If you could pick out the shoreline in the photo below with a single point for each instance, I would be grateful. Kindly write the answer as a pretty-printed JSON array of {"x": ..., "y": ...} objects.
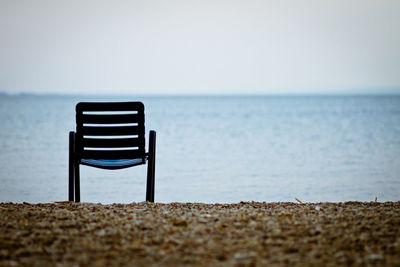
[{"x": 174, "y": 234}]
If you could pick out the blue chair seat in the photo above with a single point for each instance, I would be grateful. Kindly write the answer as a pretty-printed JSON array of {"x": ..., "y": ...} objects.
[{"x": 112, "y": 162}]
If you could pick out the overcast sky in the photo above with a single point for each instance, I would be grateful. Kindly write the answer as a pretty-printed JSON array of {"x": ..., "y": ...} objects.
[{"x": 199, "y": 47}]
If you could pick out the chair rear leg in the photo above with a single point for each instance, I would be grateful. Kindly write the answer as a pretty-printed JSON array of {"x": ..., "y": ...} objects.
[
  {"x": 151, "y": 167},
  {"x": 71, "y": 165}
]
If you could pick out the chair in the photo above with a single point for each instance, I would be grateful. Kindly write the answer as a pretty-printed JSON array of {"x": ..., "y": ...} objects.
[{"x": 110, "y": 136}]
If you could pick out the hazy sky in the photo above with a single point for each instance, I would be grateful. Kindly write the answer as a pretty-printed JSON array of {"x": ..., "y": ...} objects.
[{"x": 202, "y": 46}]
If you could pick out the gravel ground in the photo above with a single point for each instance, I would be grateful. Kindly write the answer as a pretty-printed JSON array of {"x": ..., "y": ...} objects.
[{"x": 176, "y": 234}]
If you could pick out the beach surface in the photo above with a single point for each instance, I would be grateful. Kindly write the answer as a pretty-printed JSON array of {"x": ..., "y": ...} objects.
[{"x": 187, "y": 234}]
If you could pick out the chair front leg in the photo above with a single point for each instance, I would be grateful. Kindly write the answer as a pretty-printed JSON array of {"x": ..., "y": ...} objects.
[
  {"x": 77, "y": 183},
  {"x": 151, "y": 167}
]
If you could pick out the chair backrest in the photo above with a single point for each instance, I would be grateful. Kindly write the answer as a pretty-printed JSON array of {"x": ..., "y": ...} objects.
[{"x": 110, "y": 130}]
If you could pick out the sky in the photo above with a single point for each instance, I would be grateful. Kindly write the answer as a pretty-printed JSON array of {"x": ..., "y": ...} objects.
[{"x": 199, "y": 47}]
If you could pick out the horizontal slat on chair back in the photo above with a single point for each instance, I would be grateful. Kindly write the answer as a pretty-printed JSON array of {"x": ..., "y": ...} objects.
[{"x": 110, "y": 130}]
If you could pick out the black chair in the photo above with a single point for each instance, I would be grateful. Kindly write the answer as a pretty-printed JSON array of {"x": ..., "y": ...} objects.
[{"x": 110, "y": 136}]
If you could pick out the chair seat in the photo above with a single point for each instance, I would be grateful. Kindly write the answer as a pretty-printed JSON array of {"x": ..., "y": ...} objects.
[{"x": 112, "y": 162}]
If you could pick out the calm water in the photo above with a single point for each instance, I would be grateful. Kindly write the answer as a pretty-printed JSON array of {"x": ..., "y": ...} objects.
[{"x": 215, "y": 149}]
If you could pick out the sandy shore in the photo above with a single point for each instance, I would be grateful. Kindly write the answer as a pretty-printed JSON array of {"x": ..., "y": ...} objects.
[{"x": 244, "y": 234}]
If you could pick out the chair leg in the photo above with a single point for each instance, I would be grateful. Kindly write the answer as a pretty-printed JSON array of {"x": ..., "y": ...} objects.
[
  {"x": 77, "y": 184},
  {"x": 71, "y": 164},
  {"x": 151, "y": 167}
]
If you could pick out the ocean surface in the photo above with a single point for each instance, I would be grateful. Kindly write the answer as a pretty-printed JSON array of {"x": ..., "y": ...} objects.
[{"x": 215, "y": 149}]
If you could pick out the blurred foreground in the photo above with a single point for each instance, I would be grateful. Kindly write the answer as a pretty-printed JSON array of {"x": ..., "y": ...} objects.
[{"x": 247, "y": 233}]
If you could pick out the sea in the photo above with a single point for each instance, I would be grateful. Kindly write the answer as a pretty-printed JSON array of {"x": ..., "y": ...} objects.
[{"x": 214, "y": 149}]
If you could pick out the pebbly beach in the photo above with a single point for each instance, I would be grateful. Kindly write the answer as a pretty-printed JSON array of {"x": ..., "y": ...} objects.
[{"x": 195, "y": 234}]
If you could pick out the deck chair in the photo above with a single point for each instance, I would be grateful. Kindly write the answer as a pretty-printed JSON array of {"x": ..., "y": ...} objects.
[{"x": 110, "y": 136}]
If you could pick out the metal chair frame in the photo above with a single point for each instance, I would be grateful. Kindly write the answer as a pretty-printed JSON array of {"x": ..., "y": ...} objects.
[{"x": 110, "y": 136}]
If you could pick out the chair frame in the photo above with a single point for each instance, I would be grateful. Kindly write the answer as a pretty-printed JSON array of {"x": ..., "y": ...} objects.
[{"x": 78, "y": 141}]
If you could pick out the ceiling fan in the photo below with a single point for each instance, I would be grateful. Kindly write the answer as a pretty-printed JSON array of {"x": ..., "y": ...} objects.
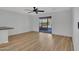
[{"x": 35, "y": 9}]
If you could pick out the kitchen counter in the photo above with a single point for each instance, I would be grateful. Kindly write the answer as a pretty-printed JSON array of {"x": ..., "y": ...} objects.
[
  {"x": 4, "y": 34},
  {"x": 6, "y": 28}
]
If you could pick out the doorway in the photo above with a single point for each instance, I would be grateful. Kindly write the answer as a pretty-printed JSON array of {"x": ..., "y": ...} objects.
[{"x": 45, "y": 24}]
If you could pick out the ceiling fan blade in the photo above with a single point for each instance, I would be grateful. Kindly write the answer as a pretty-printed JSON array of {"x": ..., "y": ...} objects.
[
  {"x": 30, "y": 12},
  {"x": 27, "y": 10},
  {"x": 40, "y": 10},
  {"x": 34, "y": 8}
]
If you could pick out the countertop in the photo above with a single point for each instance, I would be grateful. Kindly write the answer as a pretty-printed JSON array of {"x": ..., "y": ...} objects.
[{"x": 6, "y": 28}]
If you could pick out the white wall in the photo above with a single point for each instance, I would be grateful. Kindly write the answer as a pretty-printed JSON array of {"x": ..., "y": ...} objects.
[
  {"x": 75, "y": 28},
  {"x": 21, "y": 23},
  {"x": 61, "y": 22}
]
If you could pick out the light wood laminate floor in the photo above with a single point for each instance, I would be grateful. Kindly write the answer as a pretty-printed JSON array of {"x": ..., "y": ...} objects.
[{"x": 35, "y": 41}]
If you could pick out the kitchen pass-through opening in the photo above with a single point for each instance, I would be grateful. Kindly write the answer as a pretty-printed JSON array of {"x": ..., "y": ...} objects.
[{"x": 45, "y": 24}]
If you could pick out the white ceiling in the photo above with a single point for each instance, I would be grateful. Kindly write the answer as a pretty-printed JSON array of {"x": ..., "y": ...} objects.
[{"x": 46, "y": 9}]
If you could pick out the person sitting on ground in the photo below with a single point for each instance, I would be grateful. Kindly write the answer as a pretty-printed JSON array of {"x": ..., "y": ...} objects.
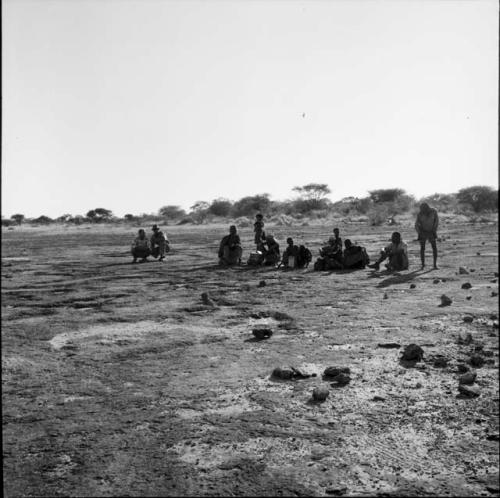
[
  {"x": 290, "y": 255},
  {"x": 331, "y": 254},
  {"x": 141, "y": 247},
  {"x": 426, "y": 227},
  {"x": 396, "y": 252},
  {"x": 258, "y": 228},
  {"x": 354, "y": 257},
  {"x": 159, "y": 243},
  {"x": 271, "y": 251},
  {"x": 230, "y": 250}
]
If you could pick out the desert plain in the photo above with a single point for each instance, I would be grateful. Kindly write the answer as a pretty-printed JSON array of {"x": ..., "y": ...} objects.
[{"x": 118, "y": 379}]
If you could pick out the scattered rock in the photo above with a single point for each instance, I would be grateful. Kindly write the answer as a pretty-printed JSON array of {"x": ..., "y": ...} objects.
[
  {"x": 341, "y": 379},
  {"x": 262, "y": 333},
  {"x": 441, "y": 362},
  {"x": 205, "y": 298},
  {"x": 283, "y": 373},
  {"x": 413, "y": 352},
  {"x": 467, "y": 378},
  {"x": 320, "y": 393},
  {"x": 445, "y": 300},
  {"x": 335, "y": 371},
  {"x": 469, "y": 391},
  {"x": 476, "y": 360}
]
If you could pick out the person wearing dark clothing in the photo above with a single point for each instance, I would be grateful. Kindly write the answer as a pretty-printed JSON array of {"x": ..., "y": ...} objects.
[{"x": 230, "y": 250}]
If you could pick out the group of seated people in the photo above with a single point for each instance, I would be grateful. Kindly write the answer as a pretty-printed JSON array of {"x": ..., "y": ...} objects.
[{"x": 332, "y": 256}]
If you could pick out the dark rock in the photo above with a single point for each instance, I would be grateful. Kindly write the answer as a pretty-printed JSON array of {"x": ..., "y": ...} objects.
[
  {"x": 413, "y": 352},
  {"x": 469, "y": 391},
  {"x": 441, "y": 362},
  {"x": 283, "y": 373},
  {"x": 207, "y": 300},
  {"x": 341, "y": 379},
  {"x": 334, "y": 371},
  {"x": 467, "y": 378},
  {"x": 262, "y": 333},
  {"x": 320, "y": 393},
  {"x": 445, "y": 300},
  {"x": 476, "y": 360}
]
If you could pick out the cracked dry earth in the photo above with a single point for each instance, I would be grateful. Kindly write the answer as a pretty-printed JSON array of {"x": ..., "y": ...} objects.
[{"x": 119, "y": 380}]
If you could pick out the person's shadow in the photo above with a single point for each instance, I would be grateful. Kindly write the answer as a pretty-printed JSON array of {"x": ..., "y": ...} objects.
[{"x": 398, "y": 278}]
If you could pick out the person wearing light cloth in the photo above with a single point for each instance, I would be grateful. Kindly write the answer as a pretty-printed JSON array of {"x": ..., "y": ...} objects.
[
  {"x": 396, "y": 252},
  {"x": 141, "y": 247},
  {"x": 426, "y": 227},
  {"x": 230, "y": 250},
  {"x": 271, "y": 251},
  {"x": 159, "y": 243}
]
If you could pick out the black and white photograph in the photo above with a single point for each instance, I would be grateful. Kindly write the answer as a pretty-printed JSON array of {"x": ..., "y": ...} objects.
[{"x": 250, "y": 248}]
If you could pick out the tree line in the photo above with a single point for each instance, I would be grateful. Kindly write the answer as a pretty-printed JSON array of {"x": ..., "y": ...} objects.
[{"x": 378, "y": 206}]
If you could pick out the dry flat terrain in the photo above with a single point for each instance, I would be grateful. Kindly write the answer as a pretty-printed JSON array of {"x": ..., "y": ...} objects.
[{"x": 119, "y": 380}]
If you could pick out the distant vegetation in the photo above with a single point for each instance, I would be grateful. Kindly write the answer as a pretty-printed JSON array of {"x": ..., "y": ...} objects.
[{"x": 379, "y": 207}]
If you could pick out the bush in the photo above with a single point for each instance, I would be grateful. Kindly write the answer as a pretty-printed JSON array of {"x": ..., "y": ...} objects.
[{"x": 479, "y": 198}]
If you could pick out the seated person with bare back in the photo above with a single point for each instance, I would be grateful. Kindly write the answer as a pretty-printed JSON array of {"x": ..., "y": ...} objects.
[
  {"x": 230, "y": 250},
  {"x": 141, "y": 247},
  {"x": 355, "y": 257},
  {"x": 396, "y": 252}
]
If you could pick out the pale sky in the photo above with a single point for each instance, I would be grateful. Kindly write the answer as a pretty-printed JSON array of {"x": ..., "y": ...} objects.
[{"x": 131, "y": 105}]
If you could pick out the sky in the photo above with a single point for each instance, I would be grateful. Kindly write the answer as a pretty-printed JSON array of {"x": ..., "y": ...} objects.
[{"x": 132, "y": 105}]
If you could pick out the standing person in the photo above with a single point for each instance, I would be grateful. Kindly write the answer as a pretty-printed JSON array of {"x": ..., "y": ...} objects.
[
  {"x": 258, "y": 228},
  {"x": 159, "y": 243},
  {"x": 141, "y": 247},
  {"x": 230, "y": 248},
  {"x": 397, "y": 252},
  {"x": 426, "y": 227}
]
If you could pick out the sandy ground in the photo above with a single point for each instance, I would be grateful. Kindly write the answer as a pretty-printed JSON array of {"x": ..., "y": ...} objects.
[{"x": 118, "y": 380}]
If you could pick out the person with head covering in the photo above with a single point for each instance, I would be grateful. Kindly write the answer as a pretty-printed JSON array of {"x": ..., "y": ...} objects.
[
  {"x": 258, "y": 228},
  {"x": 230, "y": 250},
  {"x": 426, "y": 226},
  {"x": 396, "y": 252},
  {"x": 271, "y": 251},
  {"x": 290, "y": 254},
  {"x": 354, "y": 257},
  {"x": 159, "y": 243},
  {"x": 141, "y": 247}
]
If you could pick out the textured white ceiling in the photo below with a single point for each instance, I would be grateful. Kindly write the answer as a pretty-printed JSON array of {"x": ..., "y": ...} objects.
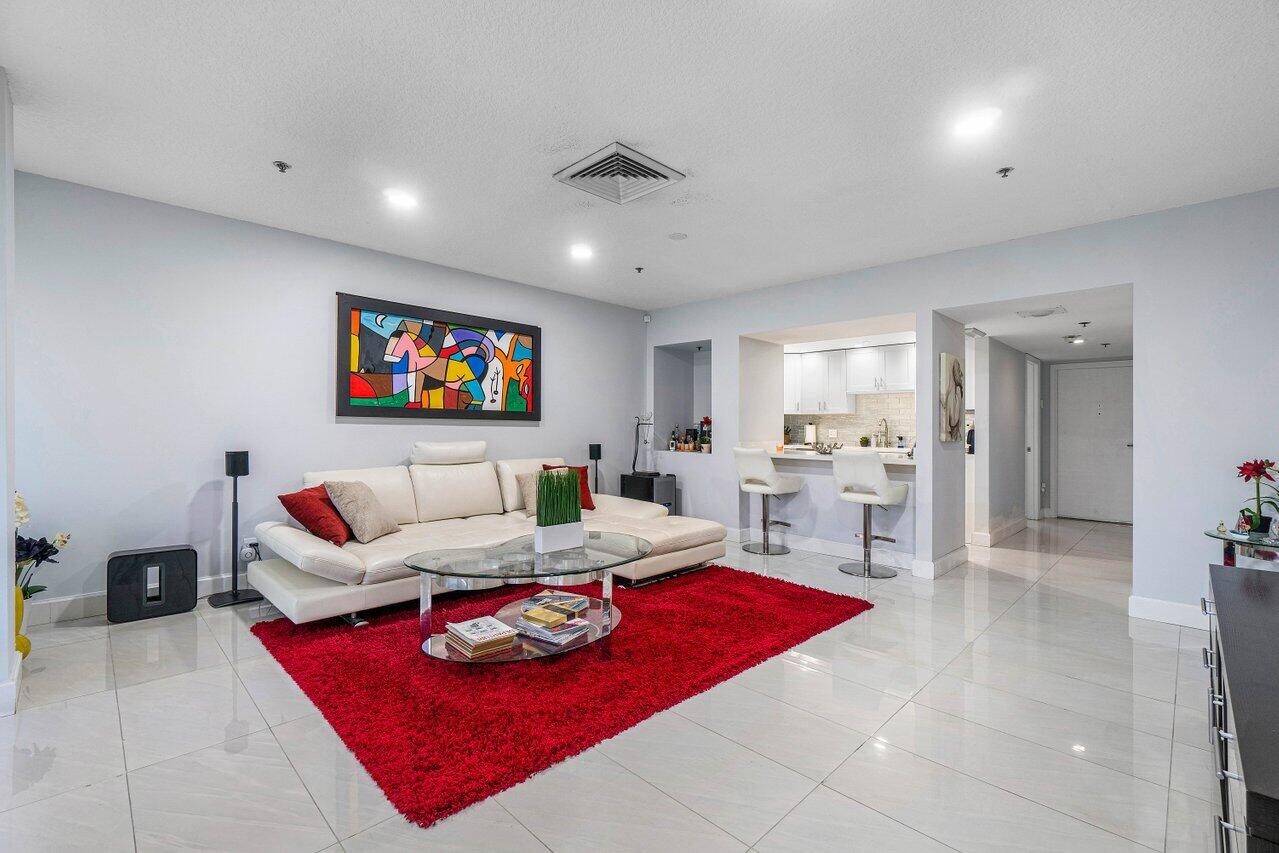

§ **PROBLEM REQUIREMENTS**: Give again, word for word, only the lines from the line containing "If you could pick out the sandy ground" through the last line above, both included; leave the pictures out.

§ **ANSWER TO THE PROBLEM**:
If you could pick out the sandy ground in the photo above with a single point for each instance, I would be grateful. Kindly write the answer as a pretty-printed JSON array of {"x": ..., "y": ...} objects.
[{"x": 118, "y": 380}]
If you could pick out the person with head covering in the photo above with a single point for each instance, I would be grateful. Kindly write the answer as a pretty-printed JSON array of {"x": ..., "y": ...} objects.
[
  {"x": 258, "y": 228},
  {"x": 230, "y": 250},
  {"x": 426, "y": 226},
  {"x": 396, "y": 252},
  {"x": 271, "y": 251},
  {"x": 290, "y": 254},
  {"x": 354, "y": 257},
  {"x": 159, "y": 243},
  {"x": 141, "y": 247}
]
If you could pick out the textured white ceiling in the photo below with a single point for each instance, I would be grateful. Kindly write the answer as a pretty-printed JSON array of {"x": ..., "y": ...} objects.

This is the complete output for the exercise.